_Work to be completed_
Duplicate the entire listing below, reproducing every line without any change.

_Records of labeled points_
-*-*-
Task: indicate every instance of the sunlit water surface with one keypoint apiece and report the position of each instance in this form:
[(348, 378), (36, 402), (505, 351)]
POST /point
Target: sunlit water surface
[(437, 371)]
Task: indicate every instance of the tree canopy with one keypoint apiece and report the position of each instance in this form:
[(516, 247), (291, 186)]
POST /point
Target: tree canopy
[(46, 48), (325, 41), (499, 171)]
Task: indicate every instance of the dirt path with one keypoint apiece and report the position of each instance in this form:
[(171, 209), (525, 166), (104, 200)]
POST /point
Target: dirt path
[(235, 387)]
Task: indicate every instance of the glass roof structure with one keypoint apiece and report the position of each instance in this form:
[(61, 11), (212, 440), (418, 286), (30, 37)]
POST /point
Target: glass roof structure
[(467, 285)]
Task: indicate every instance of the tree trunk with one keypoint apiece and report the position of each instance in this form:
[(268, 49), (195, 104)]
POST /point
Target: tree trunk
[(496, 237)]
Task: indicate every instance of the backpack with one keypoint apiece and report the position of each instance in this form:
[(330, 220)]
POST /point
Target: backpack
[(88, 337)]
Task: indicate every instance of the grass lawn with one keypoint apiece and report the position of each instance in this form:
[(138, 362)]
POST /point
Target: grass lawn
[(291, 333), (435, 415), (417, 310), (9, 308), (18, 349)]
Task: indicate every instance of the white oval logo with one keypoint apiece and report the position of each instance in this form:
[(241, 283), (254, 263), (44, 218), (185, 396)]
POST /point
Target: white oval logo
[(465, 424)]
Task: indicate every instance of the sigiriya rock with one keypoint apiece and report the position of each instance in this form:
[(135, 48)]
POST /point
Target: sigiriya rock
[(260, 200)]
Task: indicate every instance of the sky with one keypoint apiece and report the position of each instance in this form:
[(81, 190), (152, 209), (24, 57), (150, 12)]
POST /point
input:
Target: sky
-*-*-
_The answer_
Task: indicate every instance of the sunlit water surface with one keypoint apiece and report the position of each instance in this form:
[(348, 378), (36, 402), (505, 351)]
POST /point
Target: sunlit water surface
[(437, 371)]
Task: indicate every instance of the tree canopy with one keypoint apiece and report the position of each instance in this form:
[(516, 247), (291, 186)]
POST /point
Target: tree canopy
[(46, 48), (325, 41), (499, 171)]
Task: indicate every instance of the dirt path with one keypoint apiece and report the position of each instance in this form:
[(171, 209), (525, 166), (104, 200)]
POST /point
Target: dirt path
[(235, 387)]
Task: indicate every instance of the glass roof structure with one keypoint apiece and report the position of each instance in this form:
[(61, 11), (212, 440), (418, 286), (30, 37)]
POST /point
Target: glass roof structure
[(467, 285)]
Task: indicate every instance of the tree trunk with one keypoint apiece and report the position of each instance in this form:
[(268, 49), (195, 104)]
POST /point
Target: tree trunk
[(496, 237)]
Task: indicate every instance of the backpack with one keypoint apiece and report the position of each instance in this form:
[(330, 220)]
POST /point
Target: backpack
[(88, 337)]
Task: indicate every instance of the grass lawn with one keypoint apiece and report the position of each instance in this form:
[(138, 362)]
POST /point
Target: grass lawn
[(291, 333), (435, 415), (417, 310), (9, 308), (18, 349)]
Task: indicate every instance of the white oval logo with one keypoint apiece and report the position of each instance in this form:
[(241, 283), (254, 263), (44, 218), (185, 396)]
POST /point
Target: white oval logo
[(465, 424)]
Task: indicate every instance of the sigiriya rock with one keypoint apiece and report the position of each instance in this form:
[(135, 48)]
POST /point
Target: sigiriya rock
[(260, 200)]
Task: indicate every instance of the sky with one keypoint apiece and report the position of each instance in this form:
[(81, 190), (152, 209), (24, 57), (150, 12)]
POST /point
input:
Target: sky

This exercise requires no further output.